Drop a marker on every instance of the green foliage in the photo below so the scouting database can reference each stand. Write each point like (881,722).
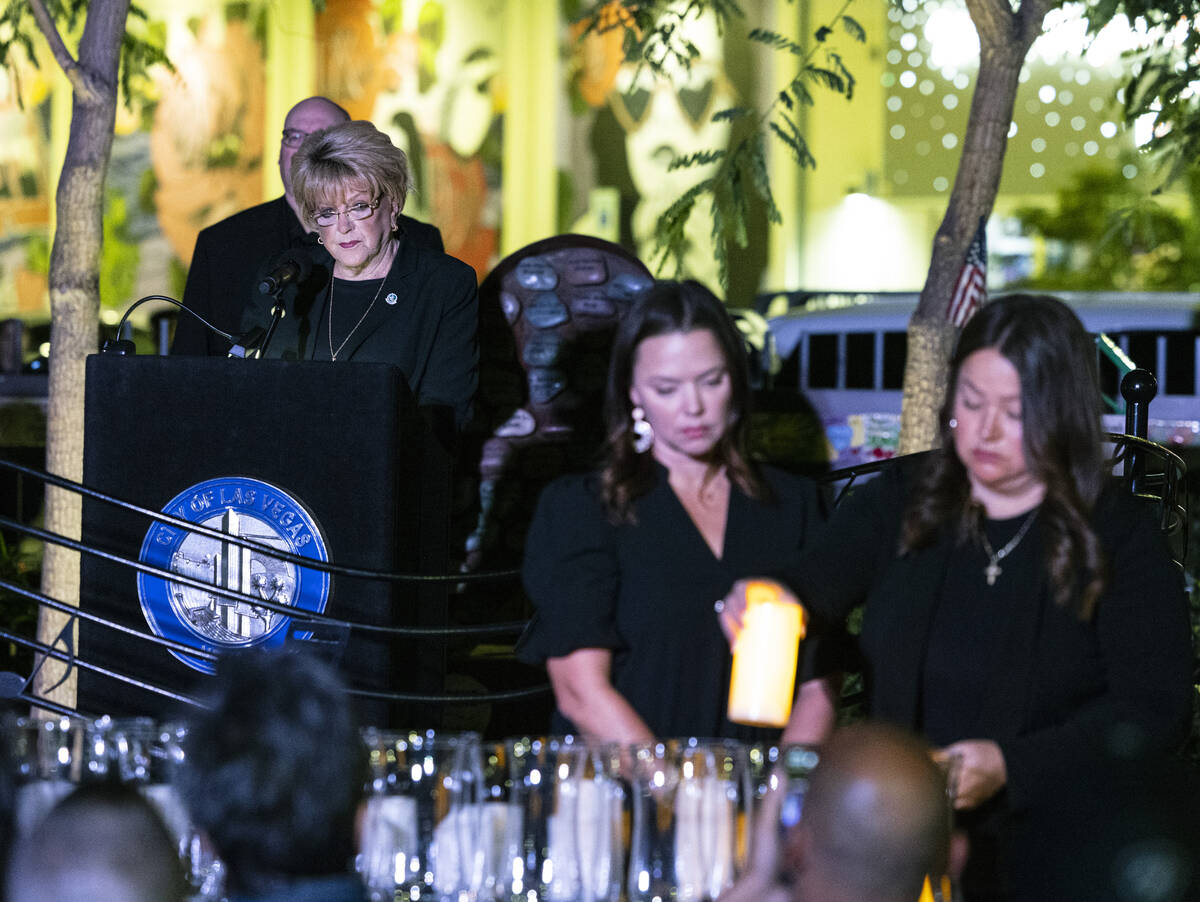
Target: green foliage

---

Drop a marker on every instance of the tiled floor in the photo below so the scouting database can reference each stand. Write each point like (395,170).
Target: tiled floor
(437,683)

* * *

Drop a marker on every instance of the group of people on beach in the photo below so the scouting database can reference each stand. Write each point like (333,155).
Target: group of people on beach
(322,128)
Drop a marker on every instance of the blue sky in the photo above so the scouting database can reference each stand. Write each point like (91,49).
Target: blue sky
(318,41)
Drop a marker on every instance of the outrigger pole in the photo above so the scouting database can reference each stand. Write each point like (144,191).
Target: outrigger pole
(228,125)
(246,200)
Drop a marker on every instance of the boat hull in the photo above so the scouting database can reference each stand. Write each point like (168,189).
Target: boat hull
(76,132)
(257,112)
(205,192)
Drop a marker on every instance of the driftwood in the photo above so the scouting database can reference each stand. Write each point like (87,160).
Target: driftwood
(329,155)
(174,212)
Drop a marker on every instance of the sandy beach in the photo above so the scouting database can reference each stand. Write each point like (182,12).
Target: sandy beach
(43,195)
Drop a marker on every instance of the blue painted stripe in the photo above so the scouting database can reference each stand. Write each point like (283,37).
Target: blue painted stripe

* The task: Which lines above hold the string "green"? Copy each of them.

* Task solution:
Drop a marker on every instance of the green foliage in the photo below so the scouting database can reference each stand. Write each point like (881,722).
Target: green foliage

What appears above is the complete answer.